Voice conversion for Dysphonic and Electrolaryngeal Speech

home › phd theses › Voice conversion for Dysphonic and Electrolaryngeal Speech

Voice conversion for Dysphonic and Electrolaryngeal Speech

Status

In work

Student

Mentors

Research Areas

Voice plays a fundamental role in human communication, not only serving a functional purpose but also shaping personal identity and social interaction. Voice disorders, such as dysphonia or conditions resulting from laryngeal cancer, can severely impact the ability to communicate, often leading to social isolation and psychological burdens. In cases requiring a laryngectomy, patients rely on electro-larynx (EL) devices, which generate unnatural, robotic speech that hinders effective interaction. This research explores the potential of voice conversion (VC) models to enhance speech quality for individuals with pathological voices, bridging the gap between assistive technology and natural communication.

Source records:
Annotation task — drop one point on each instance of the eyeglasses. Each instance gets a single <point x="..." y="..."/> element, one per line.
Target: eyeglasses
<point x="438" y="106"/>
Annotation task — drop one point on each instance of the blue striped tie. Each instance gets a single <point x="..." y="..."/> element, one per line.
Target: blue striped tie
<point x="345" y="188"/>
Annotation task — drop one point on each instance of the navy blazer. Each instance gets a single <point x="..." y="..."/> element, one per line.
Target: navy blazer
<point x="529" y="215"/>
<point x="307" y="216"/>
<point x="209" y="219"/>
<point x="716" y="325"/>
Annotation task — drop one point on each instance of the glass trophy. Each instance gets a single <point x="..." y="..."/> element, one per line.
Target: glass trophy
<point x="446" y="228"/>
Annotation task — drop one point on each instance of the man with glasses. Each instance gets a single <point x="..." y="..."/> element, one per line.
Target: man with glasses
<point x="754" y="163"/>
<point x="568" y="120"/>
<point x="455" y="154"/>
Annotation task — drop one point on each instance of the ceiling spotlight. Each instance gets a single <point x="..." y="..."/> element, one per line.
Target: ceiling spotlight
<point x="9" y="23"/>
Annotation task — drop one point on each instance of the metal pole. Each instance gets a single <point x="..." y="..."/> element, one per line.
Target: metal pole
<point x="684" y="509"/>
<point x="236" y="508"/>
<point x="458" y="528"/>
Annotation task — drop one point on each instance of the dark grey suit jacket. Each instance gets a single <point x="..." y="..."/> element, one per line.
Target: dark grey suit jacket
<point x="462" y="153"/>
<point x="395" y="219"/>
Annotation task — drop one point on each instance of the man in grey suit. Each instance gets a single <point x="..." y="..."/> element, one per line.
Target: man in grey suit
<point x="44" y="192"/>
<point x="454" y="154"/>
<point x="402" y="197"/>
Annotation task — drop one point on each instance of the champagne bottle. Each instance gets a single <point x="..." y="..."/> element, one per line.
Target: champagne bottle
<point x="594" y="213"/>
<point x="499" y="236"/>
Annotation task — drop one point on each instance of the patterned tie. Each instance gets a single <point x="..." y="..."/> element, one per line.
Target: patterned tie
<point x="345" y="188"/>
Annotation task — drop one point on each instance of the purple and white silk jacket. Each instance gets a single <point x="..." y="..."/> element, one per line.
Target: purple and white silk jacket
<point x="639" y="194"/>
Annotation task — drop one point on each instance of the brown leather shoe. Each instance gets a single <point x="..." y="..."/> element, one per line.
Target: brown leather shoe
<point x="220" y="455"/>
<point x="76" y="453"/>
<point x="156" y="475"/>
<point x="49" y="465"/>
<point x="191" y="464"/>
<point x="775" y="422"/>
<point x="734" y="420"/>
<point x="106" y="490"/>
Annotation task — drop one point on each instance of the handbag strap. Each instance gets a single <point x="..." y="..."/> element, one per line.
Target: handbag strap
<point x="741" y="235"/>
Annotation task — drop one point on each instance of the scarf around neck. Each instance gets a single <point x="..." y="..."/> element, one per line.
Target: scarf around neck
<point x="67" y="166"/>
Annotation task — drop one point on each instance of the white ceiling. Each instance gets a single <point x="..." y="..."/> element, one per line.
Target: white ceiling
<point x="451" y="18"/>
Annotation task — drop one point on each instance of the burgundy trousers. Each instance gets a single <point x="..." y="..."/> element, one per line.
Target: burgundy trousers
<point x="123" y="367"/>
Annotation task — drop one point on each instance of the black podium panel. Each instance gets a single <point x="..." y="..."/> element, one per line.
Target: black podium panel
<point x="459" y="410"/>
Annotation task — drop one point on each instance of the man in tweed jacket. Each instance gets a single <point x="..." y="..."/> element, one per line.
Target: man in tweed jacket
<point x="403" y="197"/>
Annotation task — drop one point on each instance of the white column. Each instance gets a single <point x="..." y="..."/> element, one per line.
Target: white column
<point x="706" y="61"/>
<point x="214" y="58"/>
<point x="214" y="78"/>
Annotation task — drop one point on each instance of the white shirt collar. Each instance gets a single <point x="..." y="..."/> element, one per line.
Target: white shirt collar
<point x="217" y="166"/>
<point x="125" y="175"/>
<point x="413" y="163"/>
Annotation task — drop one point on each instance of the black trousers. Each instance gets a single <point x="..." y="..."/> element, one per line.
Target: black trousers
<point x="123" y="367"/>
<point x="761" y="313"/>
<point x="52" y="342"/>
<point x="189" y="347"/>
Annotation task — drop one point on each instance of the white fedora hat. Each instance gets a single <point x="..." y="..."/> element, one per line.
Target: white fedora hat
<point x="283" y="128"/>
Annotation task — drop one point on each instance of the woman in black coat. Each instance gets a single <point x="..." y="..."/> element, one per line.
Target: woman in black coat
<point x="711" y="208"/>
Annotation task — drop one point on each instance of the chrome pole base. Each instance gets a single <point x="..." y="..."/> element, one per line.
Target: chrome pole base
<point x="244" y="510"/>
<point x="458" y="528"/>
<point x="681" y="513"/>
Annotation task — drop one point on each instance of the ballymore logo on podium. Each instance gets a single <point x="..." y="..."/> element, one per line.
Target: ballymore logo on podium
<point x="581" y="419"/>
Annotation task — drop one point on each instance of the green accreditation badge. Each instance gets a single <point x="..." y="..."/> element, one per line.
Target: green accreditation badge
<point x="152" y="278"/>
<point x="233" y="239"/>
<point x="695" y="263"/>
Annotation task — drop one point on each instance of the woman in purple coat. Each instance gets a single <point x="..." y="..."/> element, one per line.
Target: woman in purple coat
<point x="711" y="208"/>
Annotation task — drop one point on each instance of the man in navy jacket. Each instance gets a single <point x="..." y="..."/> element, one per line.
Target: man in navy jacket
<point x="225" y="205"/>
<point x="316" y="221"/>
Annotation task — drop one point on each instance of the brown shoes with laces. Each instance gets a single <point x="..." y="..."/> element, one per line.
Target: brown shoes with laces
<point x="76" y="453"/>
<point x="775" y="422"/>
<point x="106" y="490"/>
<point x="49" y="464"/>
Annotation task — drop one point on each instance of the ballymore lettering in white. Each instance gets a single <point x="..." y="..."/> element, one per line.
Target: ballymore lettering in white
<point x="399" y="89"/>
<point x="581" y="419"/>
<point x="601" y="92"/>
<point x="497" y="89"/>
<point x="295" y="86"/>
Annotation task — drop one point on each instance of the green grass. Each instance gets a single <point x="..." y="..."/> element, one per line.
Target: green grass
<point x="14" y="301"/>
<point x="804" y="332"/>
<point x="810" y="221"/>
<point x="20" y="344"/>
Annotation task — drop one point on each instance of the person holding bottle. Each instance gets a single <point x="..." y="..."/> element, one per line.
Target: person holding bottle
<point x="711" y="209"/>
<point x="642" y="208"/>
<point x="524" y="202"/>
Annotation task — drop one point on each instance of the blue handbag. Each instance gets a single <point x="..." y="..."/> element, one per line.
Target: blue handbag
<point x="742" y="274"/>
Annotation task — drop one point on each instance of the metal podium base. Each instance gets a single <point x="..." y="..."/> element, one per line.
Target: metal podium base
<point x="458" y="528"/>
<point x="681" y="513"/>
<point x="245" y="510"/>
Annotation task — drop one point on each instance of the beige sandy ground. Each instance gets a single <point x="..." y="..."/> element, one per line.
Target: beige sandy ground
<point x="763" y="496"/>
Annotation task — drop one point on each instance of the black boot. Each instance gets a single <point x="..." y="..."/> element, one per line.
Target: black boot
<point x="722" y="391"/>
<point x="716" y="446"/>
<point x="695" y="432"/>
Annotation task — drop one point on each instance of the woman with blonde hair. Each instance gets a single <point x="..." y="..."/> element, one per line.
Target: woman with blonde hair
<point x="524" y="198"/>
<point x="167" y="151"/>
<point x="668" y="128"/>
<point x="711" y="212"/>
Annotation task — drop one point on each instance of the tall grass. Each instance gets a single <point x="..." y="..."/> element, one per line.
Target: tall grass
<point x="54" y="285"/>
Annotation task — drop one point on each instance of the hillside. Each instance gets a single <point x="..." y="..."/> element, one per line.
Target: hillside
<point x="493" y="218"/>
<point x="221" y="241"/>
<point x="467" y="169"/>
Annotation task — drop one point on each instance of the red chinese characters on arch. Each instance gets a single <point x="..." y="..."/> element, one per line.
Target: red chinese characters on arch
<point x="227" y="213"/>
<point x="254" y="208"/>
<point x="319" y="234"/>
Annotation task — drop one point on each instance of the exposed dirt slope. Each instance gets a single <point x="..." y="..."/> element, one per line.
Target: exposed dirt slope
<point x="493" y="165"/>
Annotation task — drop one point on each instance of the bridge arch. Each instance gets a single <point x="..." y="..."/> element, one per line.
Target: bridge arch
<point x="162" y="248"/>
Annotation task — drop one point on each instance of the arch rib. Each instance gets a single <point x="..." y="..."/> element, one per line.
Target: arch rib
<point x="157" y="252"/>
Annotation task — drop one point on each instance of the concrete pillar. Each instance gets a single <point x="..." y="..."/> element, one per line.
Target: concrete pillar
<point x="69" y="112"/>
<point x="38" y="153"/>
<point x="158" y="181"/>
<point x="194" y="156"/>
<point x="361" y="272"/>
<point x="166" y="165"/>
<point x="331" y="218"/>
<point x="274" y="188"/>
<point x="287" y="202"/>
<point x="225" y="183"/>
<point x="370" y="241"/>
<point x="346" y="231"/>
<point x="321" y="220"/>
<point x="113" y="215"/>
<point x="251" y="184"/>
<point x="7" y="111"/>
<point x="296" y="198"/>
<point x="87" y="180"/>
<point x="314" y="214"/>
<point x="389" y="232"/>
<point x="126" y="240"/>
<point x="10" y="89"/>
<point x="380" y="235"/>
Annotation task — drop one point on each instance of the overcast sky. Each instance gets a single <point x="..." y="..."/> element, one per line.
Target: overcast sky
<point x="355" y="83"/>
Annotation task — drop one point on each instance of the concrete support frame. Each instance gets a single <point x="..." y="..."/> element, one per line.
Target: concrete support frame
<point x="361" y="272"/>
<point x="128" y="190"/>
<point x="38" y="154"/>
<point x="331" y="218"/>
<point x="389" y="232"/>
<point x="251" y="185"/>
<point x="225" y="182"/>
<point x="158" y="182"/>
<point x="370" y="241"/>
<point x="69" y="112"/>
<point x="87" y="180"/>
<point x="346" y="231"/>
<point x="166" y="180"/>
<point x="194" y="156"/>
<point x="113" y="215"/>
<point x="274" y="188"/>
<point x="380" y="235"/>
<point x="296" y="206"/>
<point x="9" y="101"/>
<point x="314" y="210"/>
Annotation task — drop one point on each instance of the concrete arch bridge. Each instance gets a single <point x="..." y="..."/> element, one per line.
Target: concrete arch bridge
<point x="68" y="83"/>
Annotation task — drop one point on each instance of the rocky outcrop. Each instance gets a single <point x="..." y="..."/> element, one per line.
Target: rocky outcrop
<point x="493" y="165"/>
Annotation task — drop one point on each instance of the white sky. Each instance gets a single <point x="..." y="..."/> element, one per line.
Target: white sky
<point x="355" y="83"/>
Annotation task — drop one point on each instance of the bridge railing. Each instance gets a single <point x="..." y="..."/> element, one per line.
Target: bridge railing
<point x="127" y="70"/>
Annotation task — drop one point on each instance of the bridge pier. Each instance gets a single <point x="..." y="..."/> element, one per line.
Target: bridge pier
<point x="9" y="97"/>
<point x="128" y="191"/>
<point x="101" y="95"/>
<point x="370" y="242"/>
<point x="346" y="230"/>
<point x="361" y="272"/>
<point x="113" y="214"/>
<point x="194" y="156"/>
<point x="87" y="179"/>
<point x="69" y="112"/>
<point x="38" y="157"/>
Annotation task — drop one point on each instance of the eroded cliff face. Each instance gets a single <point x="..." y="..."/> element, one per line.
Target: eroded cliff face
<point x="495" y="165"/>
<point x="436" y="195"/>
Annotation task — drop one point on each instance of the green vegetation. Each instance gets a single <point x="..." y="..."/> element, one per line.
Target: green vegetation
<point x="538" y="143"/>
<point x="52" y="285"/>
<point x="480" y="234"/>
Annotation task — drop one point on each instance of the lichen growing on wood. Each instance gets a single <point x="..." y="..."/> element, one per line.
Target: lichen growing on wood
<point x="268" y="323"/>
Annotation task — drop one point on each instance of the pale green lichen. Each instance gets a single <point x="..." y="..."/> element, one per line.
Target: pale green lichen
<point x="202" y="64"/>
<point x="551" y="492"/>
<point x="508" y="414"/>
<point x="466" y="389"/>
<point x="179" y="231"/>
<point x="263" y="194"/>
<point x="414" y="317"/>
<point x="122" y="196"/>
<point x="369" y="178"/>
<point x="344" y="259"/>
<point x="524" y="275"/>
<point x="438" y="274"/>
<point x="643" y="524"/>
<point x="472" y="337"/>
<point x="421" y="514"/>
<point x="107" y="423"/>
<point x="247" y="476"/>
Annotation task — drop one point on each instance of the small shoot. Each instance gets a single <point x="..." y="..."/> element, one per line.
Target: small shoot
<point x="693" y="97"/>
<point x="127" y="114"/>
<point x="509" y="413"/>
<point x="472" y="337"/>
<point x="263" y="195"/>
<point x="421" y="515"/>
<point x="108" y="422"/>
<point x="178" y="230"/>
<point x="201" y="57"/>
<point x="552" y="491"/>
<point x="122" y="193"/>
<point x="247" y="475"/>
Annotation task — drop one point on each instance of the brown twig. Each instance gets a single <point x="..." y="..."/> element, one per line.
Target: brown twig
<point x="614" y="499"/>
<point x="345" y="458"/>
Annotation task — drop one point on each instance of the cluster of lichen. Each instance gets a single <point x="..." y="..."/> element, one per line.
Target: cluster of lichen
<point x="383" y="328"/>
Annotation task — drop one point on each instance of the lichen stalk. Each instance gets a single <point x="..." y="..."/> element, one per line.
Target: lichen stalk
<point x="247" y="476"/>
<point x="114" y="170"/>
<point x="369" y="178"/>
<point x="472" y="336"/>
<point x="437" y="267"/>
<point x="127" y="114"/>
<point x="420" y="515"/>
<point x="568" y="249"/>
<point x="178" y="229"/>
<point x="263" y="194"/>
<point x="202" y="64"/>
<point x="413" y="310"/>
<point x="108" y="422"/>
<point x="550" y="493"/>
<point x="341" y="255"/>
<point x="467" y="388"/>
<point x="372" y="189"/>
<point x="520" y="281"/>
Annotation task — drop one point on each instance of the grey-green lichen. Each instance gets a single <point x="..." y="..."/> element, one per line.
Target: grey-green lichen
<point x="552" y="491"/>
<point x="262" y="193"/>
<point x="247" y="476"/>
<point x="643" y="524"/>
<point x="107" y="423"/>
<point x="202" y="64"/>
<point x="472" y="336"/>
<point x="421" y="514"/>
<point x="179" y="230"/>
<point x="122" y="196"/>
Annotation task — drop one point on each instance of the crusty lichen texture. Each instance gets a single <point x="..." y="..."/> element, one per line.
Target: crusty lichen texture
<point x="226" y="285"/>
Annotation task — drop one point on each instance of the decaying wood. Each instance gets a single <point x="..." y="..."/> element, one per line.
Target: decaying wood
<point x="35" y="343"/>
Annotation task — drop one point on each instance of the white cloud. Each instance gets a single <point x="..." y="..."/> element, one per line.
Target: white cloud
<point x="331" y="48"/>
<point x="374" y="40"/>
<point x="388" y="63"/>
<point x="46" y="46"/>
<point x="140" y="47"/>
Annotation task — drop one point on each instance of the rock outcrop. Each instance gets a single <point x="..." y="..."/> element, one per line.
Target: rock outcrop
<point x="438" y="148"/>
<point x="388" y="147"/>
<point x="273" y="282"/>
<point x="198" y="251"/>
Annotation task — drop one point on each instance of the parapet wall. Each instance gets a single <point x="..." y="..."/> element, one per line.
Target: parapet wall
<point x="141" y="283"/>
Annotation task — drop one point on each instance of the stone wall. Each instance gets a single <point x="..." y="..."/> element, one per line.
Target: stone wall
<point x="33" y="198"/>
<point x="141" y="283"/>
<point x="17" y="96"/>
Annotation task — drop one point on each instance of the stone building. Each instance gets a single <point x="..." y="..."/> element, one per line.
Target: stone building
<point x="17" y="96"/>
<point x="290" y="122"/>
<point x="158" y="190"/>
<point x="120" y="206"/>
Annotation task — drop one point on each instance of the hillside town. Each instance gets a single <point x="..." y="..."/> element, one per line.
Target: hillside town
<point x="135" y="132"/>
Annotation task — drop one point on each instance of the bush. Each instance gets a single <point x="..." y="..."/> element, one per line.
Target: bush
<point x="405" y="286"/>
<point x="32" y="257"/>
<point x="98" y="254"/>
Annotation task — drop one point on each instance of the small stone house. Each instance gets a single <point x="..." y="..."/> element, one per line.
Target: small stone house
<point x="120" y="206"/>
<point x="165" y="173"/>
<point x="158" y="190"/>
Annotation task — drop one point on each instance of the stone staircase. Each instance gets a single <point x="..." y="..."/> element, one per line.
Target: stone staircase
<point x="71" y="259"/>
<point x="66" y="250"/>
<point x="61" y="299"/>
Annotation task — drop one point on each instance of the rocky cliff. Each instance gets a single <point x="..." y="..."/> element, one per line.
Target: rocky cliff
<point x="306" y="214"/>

Task list:
a. According to the voice conversion thesis page, what devices do patients who need a laryngectomy rely on?
b. Carry on the voice conversion thesis page from the end of its last paragraph.

Responses by item number:
a. They rely on electro-larynx (EL) devices.

b.
While state-of-the-art VC models exist, few are optimized for medical applications, particularly in real-time streaming scenarios. A key focus of this work is developing low-latency, high-quality VC models tailored for pathological speech, including EL voice conversion. By improving the efficiency and adaptability of VC systems, this research aims to push the boundaries of speech synthesis and enable real-world applications that enhance communication for individuals with voice disorders.